[Entries drawn from a collection]
==========
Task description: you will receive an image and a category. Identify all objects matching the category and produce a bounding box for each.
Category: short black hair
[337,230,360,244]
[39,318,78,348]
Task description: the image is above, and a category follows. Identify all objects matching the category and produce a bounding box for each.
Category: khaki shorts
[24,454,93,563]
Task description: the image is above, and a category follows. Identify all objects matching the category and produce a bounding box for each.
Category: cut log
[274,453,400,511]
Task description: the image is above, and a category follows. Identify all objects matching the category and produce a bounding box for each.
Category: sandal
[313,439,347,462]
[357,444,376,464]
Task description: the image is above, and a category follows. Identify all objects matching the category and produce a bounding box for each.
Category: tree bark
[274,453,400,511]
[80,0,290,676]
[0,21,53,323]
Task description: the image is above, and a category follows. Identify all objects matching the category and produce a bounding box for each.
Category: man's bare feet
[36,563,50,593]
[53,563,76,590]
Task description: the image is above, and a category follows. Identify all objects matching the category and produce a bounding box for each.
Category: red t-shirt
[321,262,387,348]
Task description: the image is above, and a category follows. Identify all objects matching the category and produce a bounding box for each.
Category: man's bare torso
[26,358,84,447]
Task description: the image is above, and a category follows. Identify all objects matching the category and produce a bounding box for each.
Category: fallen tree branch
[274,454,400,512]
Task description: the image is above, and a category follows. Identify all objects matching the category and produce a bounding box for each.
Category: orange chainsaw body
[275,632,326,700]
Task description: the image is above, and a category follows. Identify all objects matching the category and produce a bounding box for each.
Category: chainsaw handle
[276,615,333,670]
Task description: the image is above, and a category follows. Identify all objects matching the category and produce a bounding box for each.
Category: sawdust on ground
==========
Pull out every line of the rows above that contains the word "tree", and list them in their original order.

Category: tree bark
Category: fallen tree branch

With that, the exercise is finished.